# Görev:
Aşağıdaki kayıtların tüm satırlarını, her satır ayrı bir dize olacak şekilde bir JSON listesine dönüştür. Boş satırları listeye alma.

# İşlenecek veri:
== == ==

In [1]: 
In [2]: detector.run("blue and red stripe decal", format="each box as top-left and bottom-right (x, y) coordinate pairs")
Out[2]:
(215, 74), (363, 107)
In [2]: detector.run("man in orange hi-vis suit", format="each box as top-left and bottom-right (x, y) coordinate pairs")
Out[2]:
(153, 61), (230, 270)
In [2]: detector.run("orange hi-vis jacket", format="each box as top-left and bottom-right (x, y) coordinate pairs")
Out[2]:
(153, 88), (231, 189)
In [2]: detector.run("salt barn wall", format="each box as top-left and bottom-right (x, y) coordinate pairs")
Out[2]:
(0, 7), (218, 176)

== == ==

# Tamamlanan görev:
[
  "In [1]: ",
  "In [2]: detector.run(\"blue and red stripe decal\", format=\"each box as top-left and bottom-right (x, y) coordinate pairs\")",
  "Out[2]:",
  "(215, 74), (363, 107)",
  "In [2]: detector.run(\"man in orange hi-vis suit\", format=\"each box as top-left and bottom-right (x, y) coordinate pairs\")",
  "Out[2]:",
  "(153, 61), (230, 270)",
  "In [2]: detector.run(\"orange hi-vis jacket\", format=\"each box as top-left and bottom-right (x, y) coordinate pairs\")",
  "Out[2]:",
  "(153, 88), (231, 189)",
  "In [2]: detector.run(\"salt barn wall\", format=\"each box as top-left and bottom-right (x, y) coordinate pairs\")",
  "Out[2]:",
  "(0, 7), (218, 176)"
]